(Stored entries)
--------------------
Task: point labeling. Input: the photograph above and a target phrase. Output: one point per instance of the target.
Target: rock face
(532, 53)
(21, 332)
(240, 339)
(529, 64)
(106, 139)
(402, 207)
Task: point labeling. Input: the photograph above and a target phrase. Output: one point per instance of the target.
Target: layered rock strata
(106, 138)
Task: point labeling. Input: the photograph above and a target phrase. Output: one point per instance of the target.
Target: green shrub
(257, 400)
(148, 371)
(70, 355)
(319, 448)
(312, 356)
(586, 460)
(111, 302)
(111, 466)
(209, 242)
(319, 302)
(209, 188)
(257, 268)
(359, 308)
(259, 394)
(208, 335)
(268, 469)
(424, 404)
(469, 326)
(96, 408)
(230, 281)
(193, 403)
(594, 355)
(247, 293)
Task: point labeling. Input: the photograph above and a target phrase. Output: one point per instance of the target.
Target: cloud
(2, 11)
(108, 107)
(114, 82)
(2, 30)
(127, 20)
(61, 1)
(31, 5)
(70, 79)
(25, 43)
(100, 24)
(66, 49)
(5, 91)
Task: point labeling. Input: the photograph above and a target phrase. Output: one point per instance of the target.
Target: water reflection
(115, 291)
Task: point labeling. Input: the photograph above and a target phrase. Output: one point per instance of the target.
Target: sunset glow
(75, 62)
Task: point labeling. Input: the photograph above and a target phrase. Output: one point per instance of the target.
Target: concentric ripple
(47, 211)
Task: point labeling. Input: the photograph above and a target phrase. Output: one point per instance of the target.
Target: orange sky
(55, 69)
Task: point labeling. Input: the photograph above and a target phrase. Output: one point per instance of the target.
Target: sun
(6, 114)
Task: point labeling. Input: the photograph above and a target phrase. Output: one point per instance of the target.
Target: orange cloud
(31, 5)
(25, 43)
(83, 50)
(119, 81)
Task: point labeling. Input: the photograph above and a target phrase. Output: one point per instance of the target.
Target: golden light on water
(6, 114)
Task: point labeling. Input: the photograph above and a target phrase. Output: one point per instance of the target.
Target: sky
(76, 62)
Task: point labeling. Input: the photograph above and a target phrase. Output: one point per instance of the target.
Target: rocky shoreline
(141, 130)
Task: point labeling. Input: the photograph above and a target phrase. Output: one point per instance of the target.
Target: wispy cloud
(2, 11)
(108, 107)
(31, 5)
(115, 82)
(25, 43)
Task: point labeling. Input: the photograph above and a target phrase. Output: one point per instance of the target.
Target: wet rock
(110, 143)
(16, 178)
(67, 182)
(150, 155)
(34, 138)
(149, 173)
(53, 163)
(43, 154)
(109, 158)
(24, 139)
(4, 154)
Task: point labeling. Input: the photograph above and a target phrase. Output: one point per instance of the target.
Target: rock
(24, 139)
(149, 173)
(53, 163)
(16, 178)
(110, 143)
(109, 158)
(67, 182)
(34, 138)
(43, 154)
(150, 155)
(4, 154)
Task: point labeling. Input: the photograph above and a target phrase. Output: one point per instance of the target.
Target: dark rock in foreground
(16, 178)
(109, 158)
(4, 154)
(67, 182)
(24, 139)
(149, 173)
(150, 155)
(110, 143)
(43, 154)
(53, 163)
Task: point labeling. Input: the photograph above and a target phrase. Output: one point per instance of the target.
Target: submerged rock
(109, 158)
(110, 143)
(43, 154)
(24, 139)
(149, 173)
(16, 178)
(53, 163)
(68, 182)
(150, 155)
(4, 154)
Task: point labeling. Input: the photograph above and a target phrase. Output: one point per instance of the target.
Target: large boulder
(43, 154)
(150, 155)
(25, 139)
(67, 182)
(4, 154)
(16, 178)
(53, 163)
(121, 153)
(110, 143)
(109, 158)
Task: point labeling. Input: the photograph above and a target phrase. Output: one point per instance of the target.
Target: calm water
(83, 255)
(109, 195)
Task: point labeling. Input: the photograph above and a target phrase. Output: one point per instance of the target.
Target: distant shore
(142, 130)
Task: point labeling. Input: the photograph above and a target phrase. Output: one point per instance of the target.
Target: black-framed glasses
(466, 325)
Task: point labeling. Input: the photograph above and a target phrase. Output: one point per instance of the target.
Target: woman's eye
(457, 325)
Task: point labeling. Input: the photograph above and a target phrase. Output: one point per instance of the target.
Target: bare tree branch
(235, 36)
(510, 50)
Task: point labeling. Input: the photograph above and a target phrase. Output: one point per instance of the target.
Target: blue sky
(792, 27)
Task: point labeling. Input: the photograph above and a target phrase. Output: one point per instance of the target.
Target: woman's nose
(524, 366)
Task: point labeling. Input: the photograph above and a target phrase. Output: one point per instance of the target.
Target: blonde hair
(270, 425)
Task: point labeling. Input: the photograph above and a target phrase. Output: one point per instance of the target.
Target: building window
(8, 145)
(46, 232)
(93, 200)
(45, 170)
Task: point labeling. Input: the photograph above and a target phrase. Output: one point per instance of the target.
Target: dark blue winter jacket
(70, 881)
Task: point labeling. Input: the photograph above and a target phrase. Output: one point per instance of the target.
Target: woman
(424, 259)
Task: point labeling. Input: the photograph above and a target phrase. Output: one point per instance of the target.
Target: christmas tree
--------------------
- WHAT YOU ARE ASKED TO DO -
The records above must be retyped in full, exactly.

- WRITTEN SOLUTION -
Task: point labeling. Input: the photograph above and a target phrase. Output: one point per instance of the target.
Target: rock face
(532, 53)
(21, 332)
(240, 339)
(529, 64)
(106, 139)
(402, 207)
Task: point labeling. Input: the photograph above and a target phrase. Output: one point per instance of the target.
Target: layered rock strata
(106, 138)
Task: point labeling. Input: the photograph above and a target phrase. Output: one point per instance of the target.
Target: green shrub
(257, 400)
(148, 371)
(70, 355)
(319, 448)
(312, 356)
(586, 460)
(111, 302)
(111, 466)
(209, 242)
(319, 302)
(209, 188)
(257, 268)
(359, 308)
(259, 394)
(208, 335)
(268, 469)
(424, 404)
(469, 326)
(96, 408)
(230, 281)
(193, 403)
(594, 355)
(247, 293)
Task: point labeling. Input: the photograph above and a target phrase. Output: one point per instance of the target.
Target: cloud
(2, 11)
(108, 107)
(114, 82)
(2, 30)
(127, 20)
(61, 1)
(31, 5)
(70, 79)
(25, 43)
(100, 24)
(66, 49)
(5, 91)
Task: point labeling. Input: the photograph above and a target phrase. Output: one point per instance of the target.
Target: water reflection
(115, 291)
Task: point labeling. Input: the photograph above and a target phrase. Output: one point per instance of the target.
Target: sunset glow
(75, 62)
Task: point labeling. Input: the photograph above and a target phrase. Output: one point per instance of the target.
Target: concentric ripple
(47, 211)
Task: point labeling. Input: the photograph above and a target phrase. Output: one point per instance of the target.
Target: orange sky
(55, 69)
Task: point labeling. Input: the photograph above and a target phrase. Output: one point per instance of the target.
Target: sun
(6, 114)
Task: point labeling. Input: the photograph above and a target phrase. Output: one point per instance of the target.
Target: orange cloud
(31, 5)
(25, 43)
(83, 50)
(119, 81)
Task: point labeling. Input: the photograph above and a target phrase. Output: one point per instance of the target.
Target: golden light on water
(6, 114)
Task: point labeling. Input: the photograph above and a target phrase. Output: one point per instance of the target.
Target: sky
(76, 62)
Task: point labeling. Input: the photograph above and a target phrase. Output: one point per instance of the target.
Target: rocky shoreline
(141, 130)
Task: point labeling. Input: the photograph above and a target phrase. Output: one point per instance of the target.
Target: wispy cloud
(2, 11)
(108, 107)
(31, 5)
(115, 82)
(25, 43)
Task: point labeling. Input: the photograph above and a target phrase. Output: one point per instance of the target.
Target: wet rock
(110, 143)
(16, 178)
(67, 182)
(150, 155)
(34, 138)
(149, 173)
(53, 163)
(43, 154)
(109, 158)
(24, 139)
(4, 154)
Task: point labeling. Input: the photograph above and a target phrase. Output: one point per instance of the target.
Target: rock
(24, 139)
(149, 173)
(53, 163)
(16, 178)
(110, 143)
(109, 158)
(67, 182)
(34, 138)
(43, 154)
(150, 155)
(4, 154)
Task: point labeling. Input: the photograph above and a target phrase. Output: one point per instance of the target.
Target: dark rock in foreground
(16, 178)
(109, 158)
(4, 154)
(67, 182)
(24, 139)
(149, 173)
(150, 155)
(110, 143)
(43, 154)
(53, 163)
Task: point labeling. Input: the photograph above and a target phrase. Output: one point per instance of the target.
Target: submerged rock
(109, 158)
(110, 143)
(43, 154)
(24, 139)
(149, 173)
(16, 178)
(53, 163)
(68, 182)
(150, 155)
(4, 154)
Task: point labeling. Input: the photograph above and a target phrase. Output: one point per instance of the target.
Target: large boulder
(43, 154)
(150, 155)
(25, 139)
(67, 182)
(4, 154)
(16, 178)
(53, 163)
(121, 153)
(110, 143)
(109, 158)
Task: point labeling. Input: the photograph above and a target phrase. Output: one point per instance of the target.
Target: calm water
(83, 255)
(109, 195)
Task: point labeling. Input: the photograph above and a target phrase. Output: one point per instance of the target.
Target: distant shore
(142, 130)
Task: point labeling. Input: the photograph above and a target phrase. Output: one point per instance of the target.
Target: black-framed glasses
(466, 325)
Task: point labeling. Input: the photograph above and a target phrase. Output: one point per instance of the target.
Target: woman's eye
(457, 325)
Task: point labeling. Input: the photograph above and a target phrase. Output: one point per instance of the target.
Target: bare tree branch
(235, 36)
(510, 50)
Task: point labeling. Input: the photograph above and a target phrase. Output: one point per instance of the target.
Target: blue sky
(792, 27)
Task: point labeling. Input: the photograph above and a target phrase. Output: one point per instance of the target.
Target: woman's nose
(524, 366)
Task: point labeling. Input: the photograph above and a target phrase. Output: one point per instance of the target.
Target: blonde hair
(270, 425)
Task: point labeling. Input: the photograph above and a target phrase. Output: one point per instance of the target.
Target: building window
(8, 145)
(46, 232)
(93, 200)
(45, 170)
Task: point labeling. Input: the photograph above and a target phrase. Output: one point per instance of the target.
Target: dark blue winter jacket
(70, 881)
Task: point labeling. Input: the photograph above and a target phrase. Output: one point per instance of the target.
Target: woman
(424, 259)
Task: point labeling. Input: the photograph above and a target phrase. Output: one point per instance of the target.
Target: christmas tree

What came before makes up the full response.